Objectif
Recopiez mot pour mot chaque ligne des enregistrements ci-dessous.

##########

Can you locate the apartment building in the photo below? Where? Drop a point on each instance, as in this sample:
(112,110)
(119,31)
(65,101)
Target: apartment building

##########

Résultat de l'exercice
Can you locate the apartment building in the photo below? Where? Drop a point on each instance, as in this sample:
(112,110)
(119,31)
(65,101)
Target: apartment building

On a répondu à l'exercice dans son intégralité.